[Stored items]
__________
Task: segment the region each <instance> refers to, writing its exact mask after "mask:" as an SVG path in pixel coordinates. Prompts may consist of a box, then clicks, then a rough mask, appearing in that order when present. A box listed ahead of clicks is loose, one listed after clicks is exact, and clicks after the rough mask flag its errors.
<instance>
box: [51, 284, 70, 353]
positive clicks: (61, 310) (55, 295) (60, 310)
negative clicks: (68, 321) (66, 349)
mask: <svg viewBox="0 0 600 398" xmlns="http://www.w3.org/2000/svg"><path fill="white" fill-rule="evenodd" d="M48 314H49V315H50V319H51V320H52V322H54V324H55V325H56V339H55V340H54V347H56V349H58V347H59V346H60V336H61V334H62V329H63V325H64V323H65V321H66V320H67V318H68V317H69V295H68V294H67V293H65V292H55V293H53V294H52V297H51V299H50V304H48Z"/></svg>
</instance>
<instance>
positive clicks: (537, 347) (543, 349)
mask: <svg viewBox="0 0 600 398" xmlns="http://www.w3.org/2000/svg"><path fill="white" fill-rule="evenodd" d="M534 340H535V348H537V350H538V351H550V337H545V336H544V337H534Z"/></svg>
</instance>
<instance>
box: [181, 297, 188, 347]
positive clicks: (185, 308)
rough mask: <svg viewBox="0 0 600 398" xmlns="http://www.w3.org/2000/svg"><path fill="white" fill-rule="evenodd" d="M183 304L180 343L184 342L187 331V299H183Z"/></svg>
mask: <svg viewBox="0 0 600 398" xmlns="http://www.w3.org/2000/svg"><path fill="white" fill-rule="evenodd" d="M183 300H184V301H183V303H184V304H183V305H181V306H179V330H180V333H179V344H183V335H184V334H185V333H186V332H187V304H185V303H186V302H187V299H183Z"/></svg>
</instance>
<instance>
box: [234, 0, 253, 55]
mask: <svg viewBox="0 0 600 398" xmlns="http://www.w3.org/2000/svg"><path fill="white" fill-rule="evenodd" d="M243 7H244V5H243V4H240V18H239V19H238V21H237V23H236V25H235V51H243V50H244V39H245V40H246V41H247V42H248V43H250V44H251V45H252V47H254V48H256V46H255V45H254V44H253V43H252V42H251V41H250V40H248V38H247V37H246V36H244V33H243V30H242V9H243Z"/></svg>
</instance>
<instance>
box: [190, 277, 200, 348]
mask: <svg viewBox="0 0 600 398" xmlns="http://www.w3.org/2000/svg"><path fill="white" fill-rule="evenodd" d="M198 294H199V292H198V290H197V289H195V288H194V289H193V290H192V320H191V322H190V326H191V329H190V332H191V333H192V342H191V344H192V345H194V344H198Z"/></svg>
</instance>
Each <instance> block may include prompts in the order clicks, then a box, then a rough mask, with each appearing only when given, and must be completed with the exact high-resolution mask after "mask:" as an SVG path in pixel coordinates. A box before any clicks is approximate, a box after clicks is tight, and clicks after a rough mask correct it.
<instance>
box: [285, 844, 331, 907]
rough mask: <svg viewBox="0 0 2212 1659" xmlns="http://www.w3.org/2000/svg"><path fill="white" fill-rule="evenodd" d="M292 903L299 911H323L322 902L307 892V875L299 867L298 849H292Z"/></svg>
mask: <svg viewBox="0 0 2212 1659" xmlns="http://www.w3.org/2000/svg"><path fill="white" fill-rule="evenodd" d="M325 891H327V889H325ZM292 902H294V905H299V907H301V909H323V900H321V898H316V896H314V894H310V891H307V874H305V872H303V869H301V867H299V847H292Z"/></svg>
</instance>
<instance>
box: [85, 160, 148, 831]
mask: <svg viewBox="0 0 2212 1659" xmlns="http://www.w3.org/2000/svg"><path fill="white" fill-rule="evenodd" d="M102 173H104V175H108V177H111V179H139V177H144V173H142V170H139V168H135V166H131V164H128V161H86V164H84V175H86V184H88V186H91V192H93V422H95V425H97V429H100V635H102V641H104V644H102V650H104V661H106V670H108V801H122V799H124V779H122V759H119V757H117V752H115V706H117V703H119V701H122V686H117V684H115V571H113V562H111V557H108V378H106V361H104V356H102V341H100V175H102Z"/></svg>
__________
_PROBLEM TO SOLVE_:
Going through the entries above, count each line that has the word "order" and report only the count.

_TASK ANSWER_:
2